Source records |
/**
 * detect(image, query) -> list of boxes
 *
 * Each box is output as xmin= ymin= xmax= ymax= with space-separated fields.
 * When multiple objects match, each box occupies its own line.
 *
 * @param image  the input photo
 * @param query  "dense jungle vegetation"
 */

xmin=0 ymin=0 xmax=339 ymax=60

* * *

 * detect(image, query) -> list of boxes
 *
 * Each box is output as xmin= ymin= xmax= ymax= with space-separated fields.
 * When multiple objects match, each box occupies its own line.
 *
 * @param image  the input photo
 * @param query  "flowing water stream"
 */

Work to complete | What the answer needs is every line from the data above with "query" in it.

Your response |
 * detect(image, query) -> list of boxes
 * @param query  "dense jungle vegetation"
 * detect(image, query) -> list of boxes
 * @param query  "flowing water stream"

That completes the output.